Skip to main content
POST
/
v1
/
rerank
Rerank
curl --request POST \
  --url https://api.example.com/v1/rerank \
  --header 'Content-Type: application/json' \
  --data '
{
  "model": "<string>",
  "query": "<string>",
  "documents": [
    "<string>"
  ],
  "top_n": 123,
  "return_documents": true
}
'

Overview

Reorder a set of documents by semantic relevance to a query. Commonly used as the second-stage reranking step in RAG (Retrieval-Augmented Generation) pipelines.
Implemented following the SiliconFlow Rerank API format.

Supported Models

ModelDescription
BAAI/bge-reranker-v2-m3Multilingual reranking model, recommended
BAAI/bge-reranker-largePrimarily English

Request Parameters

model
string
required
Reranking model name, e.g. BAAI/bge-reranker-v2-m3
query
string
required
Query text
documents
string[]
required
List of documents to rerank
top_n
integer
Return the top N results. Defaults to returning all
return_documents
boolean
default:"true"

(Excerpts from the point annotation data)
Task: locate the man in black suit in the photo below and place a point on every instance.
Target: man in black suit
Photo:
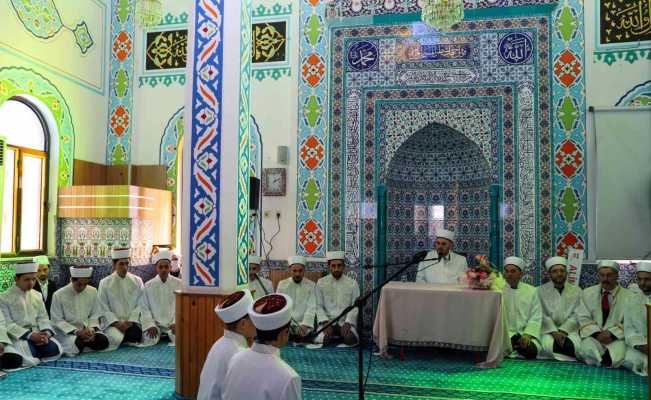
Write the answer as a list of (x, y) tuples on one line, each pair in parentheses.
[(44, 285)]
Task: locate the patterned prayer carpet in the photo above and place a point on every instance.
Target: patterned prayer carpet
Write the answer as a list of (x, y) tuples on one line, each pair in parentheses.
[(330, 374)]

◆ Exercise
Please write out everything in the rerank API documentation above, from "Reorder a set" down to "Rerank API format.".

◆ Exercise response
Reorder a set of documents by semantic relevance to a query. Commonly used as the second-stage reranking step in RAG (Retrieval-Augmented Generation) pipelines.
Implemented following the SiliconFlow Rerank API format.